SUPPLIED DATA —
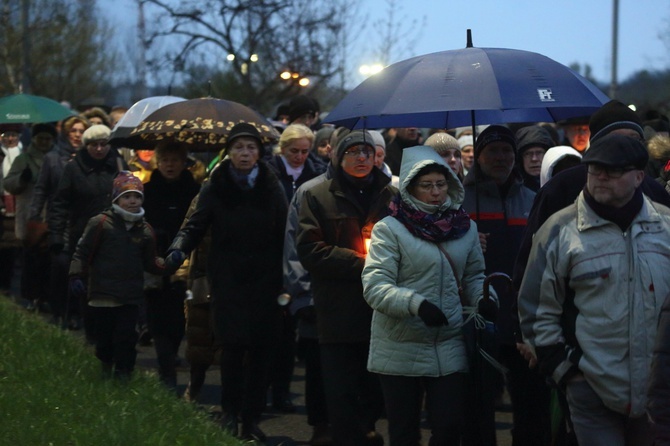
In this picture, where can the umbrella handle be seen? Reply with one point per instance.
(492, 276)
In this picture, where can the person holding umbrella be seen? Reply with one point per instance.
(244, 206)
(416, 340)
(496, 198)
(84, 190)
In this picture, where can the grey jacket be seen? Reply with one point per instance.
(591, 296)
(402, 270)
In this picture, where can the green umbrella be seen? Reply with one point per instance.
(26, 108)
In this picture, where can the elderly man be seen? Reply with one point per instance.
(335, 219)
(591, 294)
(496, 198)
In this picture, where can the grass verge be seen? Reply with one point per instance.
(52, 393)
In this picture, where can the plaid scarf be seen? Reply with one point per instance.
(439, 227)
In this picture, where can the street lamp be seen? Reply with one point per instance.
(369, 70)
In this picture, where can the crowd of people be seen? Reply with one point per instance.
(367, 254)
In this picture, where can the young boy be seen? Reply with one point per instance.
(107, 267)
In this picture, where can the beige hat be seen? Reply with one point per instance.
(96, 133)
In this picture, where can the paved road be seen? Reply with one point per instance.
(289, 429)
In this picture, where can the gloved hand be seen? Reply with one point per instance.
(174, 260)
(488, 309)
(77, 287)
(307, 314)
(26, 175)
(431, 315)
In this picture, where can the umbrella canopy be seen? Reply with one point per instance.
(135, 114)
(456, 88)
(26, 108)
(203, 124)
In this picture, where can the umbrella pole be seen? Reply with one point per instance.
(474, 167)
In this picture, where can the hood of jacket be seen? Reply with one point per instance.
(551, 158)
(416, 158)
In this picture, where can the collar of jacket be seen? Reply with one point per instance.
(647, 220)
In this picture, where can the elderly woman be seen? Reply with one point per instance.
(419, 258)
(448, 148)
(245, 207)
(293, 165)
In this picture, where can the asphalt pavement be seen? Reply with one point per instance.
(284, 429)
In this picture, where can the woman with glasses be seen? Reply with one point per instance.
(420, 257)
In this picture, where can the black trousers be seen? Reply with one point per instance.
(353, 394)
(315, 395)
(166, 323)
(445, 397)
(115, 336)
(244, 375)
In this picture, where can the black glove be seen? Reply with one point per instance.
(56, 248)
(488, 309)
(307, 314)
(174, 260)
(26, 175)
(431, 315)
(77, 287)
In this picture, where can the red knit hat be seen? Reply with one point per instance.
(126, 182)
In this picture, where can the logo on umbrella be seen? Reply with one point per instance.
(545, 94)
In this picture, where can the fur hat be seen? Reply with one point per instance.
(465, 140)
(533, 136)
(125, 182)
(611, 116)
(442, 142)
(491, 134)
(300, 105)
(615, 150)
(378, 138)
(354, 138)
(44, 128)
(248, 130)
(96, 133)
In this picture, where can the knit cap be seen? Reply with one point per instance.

ACTION ITEM —
A word-for-word copy of all the records above is required, with the pictures left out.

ANSWER SECTION —
In this picture, where can the umbrella handle be seen? Reply with one point per instance.
(492, 276)
In this picture, where can the person holding umbrella be seen? Reply with one point per instance.
(244, 206)
(416, 340)
(496, 198)
(84, 190)
In this picture, where can the grey jacket be seen? Reply with one point per instance.
(591, 296)
(402, 270)
In this picture, where can the green umbrella be seen? Reply with one point per instance.
(26, 108)
In this picture, where can the elderly man be seen? Reply with one point per instance.
(335, 219)
(591, 294)
(496, 198)
In this picture, where can the grass verge be seen? Reply with one point per instance.
(52, 393)
In this picture, where can the plaid scarf be seen? Reply with one point per instance.
(439, 227)
In this picture, where can the street lamp be seen? Reply with one point per instance.
(369, 70)
In this picture, where can the crowd of people be seen? Reply with one point per instance.
(367, 254)
In this picture, where can the young boy be seen? Reply with one point per instance.
(107, 267)
In this picture, where can the beige hat be seen? Reply with one point per instance.
(96, 133)
In this picture, where can the paved road be seen? Reply with one point per instance.
(289, 429)
In this picture, where can the gloved hand be seen? Reply with one point per instance.
(174, 260)
(488, 309)
(77, 287)
(307, 314)
(26, 175)
(431, 315)
In this picture, where can the umbrella canopy be seen? Reply with one point per instance.
(135, 114)
(456, 88)
(26, 108)
(203, 124)
In this picture, where can the umbrella pole be seen? Reply with one point per instance.
(474, 167)
In this picture, where can the hood of jacket be seen? Reply with one point per instance.
(551, 158)
(416, 158)
In this picture, where can the collar of jacket be seen? Reply with one point per instance.
(647, 220)
In this picture, where can the elderly woman be seen? Reply with one point per instance.
(419, 258)
(448, 148)
(245, 207)
(293, 165)
In this picture, where can the asphalt pavement be seen? Reply with one point per instance.
(284, 429)
In this picture, where can the woman with glasses be seen? Reply with one point per instance.
(420, 257)
In this picture, where can the black trousers be seen? Reply with one point per instance.
(353, 394)
(315, 395)
(166, 323)
(445, 397)
(115, 336)
(244, 375)
In this picture, where can the black glove be seen? Reply with one point per instance.
(56, 248)
(488, 309)
(307, 314)
(174, 260)
(26, 175)
(431, 315)
(77, 287)
In this picture, where can the red knit hat be seen? Reply with one point per instance.
(126, 182)
In this picture, where can the logo on umbrella be seen? Reply with one point per instance.
(545, 94)
In this picture, where can the fur hat be seen? Reply with one point per instance.
(465, 140)
(533, 136)
(125, 182)
(611, 116)
(442, 142)
(491, 134)
(300, 105)
(615, 150)
(378, 138)
(354, 138)
(44, 128)
(248, 130)
(96, 133)
In this picture, where can the knit cap be seen? Reply with one point per instance.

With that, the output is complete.